= RECORDED DATA =
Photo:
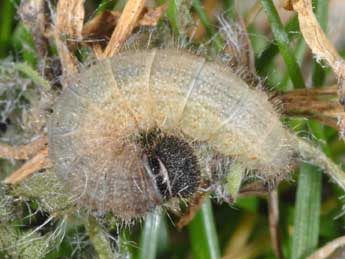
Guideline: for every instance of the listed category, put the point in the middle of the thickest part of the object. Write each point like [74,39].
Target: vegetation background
[310,207]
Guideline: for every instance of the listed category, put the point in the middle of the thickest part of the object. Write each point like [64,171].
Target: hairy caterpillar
[145,127]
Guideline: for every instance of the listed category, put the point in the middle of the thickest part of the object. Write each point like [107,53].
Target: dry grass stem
[321,47]
[126,24]
[98,30]
[23,152]
[32,14]
[151,17]
[38,162]
[316,103]
[68,28]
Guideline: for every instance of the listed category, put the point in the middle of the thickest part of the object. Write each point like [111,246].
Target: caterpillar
[143,128]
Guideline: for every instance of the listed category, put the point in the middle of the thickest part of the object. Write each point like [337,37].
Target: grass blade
[282,39]
[149,236]
[203,236]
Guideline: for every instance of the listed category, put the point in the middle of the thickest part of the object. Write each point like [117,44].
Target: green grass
[308,203]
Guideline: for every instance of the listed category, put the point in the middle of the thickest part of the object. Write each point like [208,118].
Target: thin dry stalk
[317,103]
[126,24]
[32,14]
[318,41]
[68,28]
[23,152]
[273,216]
[38,162]
[151,17]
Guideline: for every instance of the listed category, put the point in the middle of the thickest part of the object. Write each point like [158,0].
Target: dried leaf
[127,22]
[38,162]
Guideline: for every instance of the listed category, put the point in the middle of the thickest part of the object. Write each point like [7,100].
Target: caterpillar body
[141,128]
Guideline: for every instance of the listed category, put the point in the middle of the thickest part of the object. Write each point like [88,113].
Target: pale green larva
[143,127]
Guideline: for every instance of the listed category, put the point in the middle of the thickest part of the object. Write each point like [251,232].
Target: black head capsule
[173,164]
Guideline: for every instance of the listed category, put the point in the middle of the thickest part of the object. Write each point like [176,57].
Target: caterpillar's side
[143,128]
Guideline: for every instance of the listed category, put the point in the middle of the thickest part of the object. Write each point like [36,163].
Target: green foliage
[306,215]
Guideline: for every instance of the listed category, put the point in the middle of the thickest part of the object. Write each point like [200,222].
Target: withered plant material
[318,41]
[32,13]
[99,30]
[315,103]
[68,28]
[126,24]
[326,251]
[152,16]
[23,152]
[38,162]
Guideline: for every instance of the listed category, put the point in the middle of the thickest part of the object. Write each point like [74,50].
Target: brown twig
[68,27]
[317,103]
[126,24]
[97,31]
[23,152]
[273,216]
[32,14]
[318,41]
[38,162]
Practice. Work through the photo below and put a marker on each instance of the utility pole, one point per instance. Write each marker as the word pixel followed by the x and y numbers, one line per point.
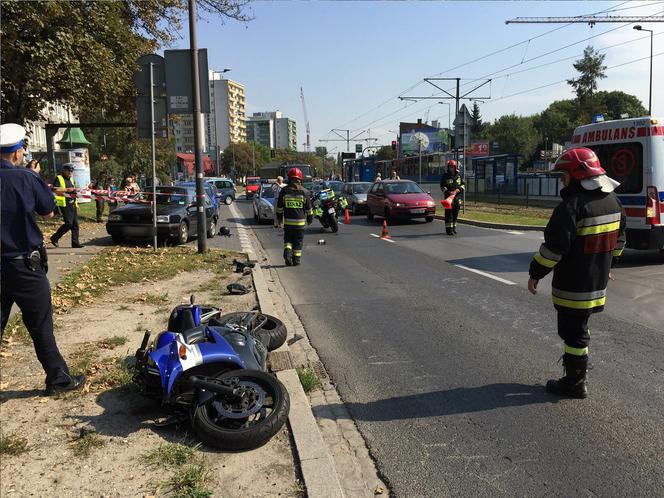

= DESCRIPTION OF THE TASK =
Starting at the line that contains "point like [74,50]." and ending at the end of the records, give those lines again with "twig" replaced by "stick" and nothing else changed. Leave the pictures out.

= COMPLETED EXERCISE =
Guideline: for every instance of the listed category, put the point in the middle of the thickest part of the object. Write each point like [74,50].
Target: brown stick
[68,27]
[317,103]
[126,24]
[97,31]
[23,152]
[273,216]
[32,14]
[318,41]
[38,162]
Practice. Work through the photo below and put a marker on each instance of the utility pole, one point per instance. Write each marker as the word pixel followed by the x and y numbers, one line per point.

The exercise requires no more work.